What you are asked to do: Continue the forum post on the prioritization of snow clearance, beginning immediately after its final sentence.

Extract to read:

Quoting the text, " _In fact, it turned out that the pertinent point was not
about gender balancing specifically._ The data showed that three times as many
people were injured while walking in icy conditions in Stockholm than are
injured whilst driving. ... Since the cost of those injuries far exceeded the
cost of the snow clearance, the prioritization was reversed, so now pavements
are done before roads. ... _Bottom line, the policy prioritizes pedestrians
before motorists, and it simply happens that more women are pedestrians._ ...
Ultimately Sweden's reversal of snow clearance prioritization resulted in less
injuries"

Sweden has nationalized health care, so the state pays for injuries due to
both walking and driving.

In the US, the government only pays for road clearing.

If the total cost, including mortality rates for all snow-related issues,
indicates that cleaning the sidewalks first is better, then why not do that?

You write "Private citizens can clear the sidewalks in front of their homes"

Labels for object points
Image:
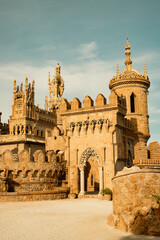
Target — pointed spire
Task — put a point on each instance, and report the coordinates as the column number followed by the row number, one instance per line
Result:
column 145, row 72
column 26, row 83
column 128, row 61
column 14, row 86
column 49, row 77
column 58, row 69
column 46, row 103
column 21, row 89
column 117, row 71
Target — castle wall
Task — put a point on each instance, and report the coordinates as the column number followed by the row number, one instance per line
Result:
column 133, row 201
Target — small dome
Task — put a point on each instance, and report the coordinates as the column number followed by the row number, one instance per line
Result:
column 127, row 73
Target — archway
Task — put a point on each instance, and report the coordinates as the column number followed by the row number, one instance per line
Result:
column 91, row 173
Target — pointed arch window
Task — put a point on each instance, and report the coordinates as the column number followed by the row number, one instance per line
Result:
column 132, row 103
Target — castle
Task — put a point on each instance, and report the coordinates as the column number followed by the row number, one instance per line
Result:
column 73, row 145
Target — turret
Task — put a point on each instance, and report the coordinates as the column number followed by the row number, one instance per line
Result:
column 134, row 86
column 55, row 87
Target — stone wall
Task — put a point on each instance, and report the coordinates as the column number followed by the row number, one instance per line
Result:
column 34, row 196
column 148, row 155
column 133, row 203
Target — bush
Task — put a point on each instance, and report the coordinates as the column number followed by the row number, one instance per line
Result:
column 107, row 191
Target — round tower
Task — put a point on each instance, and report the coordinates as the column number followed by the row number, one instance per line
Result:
column 134, row 86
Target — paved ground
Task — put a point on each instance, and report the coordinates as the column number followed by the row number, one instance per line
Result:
column 79, row 219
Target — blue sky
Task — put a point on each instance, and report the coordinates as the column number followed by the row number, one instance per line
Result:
column 87, row 38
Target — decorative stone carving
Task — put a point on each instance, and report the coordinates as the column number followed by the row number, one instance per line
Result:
column 87, row 153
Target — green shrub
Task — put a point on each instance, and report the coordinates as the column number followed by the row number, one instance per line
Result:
column 107, row 191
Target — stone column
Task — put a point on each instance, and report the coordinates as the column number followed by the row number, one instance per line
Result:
column 82, row 192
column 100, row 178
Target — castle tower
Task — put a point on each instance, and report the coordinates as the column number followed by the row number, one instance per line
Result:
column 134, row 86
column 23, row 108
column 56, row 89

Output below:
In small town Sweden where I live, private citizens _are_ required to clear
their sidewalks. The large apartment complex management companies have their
own small tractor fleet which they use to snowplow and add gravel in winter.

But Sweden has a much more extensive network of bike paths and walking paths
which are not sidewalks in front of someone's home than in the US.

In addition, a larger fraction of Swedes walk or bike than in the US. Consider
that most people in Stockholm probably walk their children to (pre)school,
while in the US most probably drive.

As an analogy, think as if 25% of NYC had to walk across Central Park each
day, while the city didn't clear the Central Park walking paths until after
all the streets were cleared.